**To do:**
1) What share of pregnancies end in stillbirth, according to the passage on pregnancy after loss?
2) Summarize the passage on pregnancy after loss in two sentences.
3) Continue the passage on pregnancy after loss from its final sentence.

**Source extract:**
● ● ● ● ●

March is Pregnancy After Loss Awareness Month. Why March? Well, March is a time where we are starting to come out of the dark winter months. It is a time when there is hope for new life. There is the hope of a rainbow.
With 1 in 4 pregnancies ending in miscarriage and 1 in 160 pregnancies ending in stillbirth, loss unfortunately affects many of us. And a good amount of us will go on to conceive again, often within the first year following their loss.
Pregnancy after loss is a different kind of journey. Pregnancy after loss is filled with a mix of emotions. It’s complicated. It’s filled with anxiety. And for some, it can also be filled with grief. In fact, women who become pregnant following a loss report higher symptoms of depression and anxiety than women who have not experienced a previous loss.
And to my surprise, pregnancy after loss can still feel heavy even after having a rainbow. Even though I went on to have a healthy, beautiful baby following my miscarriage, I still feel the lingering anxiety within my current pregnancy. Even though I have my little ray of sunshine after the storm, my heart still remembers. My rainbow does not negate my storm.
When I see a positive line on that test, I see a line that says, I am pregnant for now. I know things can change in a moment. I know my hopes and dreams can come crumbling down. I can be excited, yes. But not too excited. I am hopeful, yes. But I am still scared.

● ● ● ● ●

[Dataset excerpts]
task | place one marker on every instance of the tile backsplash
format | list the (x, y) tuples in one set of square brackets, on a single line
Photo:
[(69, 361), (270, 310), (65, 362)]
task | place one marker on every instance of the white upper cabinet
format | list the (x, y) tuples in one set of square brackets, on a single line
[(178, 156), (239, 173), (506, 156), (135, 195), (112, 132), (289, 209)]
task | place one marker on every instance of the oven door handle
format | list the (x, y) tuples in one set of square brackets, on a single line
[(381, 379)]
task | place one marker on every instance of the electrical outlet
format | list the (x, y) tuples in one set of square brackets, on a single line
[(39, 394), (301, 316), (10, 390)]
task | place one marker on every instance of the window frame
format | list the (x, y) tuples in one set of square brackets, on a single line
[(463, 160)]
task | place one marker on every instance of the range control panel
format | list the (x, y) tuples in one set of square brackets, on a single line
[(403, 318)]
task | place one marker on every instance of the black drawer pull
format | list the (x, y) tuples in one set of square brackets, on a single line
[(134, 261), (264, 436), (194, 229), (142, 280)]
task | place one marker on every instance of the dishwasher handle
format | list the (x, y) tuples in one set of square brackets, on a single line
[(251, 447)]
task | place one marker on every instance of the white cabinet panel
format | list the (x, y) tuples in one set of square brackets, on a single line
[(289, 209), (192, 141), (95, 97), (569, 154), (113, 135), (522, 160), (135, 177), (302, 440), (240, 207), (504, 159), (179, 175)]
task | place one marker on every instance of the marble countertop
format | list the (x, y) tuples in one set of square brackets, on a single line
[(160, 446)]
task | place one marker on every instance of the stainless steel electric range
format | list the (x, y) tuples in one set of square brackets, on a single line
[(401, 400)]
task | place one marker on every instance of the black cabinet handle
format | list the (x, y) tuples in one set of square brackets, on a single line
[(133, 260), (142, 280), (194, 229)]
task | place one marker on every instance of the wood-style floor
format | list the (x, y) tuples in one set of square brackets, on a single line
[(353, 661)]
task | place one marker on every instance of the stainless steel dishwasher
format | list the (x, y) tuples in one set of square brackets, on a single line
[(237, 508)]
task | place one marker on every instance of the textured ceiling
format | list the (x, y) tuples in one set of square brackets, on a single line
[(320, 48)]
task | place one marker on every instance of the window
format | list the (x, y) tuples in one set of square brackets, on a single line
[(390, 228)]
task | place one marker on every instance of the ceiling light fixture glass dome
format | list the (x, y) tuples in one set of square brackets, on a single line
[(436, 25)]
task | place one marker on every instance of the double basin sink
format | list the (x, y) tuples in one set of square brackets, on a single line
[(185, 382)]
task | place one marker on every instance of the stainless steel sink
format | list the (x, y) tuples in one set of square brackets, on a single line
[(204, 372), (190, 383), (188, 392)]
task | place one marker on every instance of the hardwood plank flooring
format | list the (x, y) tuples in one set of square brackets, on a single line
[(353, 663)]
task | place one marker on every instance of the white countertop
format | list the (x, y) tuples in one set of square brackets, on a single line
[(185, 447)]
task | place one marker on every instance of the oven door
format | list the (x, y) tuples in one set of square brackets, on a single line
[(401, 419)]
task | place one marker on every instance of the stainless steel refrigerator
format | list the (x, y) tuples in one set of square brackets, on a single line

● ● ● ● ●

**List of answers:**
1) 1 in 160 pregnancies.

2) March is Pregnancy After Loss Awareness Month, and because miscarriage and stillbirth are common, many people conceive again after a loss, often within a year. Pregnancy after loss brings anxiety, grief and mixed emotions, and the author still feels that anxiety in a current pregnancy even after having a healthy baby following a miscarriage.

3)
And ultrasounds have become a thing I sorta dread. Before, they were exciting and wonderful. Squirmy gummy bears and little feet. They were a glimpse into the future. But then they were what broke the news. They were what crushed my hopes and dreams. And then they became a source of anxiety. They stirred up fears and triggered the what-ifs. What if there is no baby? What if there is no heartbeat? What if the baby is not growing or something is really wrong? All of these thoughts spiraling through my mind. And there I am trying to press them down. Trying to not let them take over. Trying to not let them ruin the whole journey.
It’s hard to not let the what-ifs creep in after a loss. And it’s still hard not letting the what-ifs creep in after a rainbow. I’m learning that pregnancy after a loss is always going to be a little different.
So to all the mamas wishing for their rainbow, holding their breaths, or trudging through their pregnancy after loss journey, you are courageous. I know this journey is hard. It is emotional. It is scary. And you, mama, are so very brave.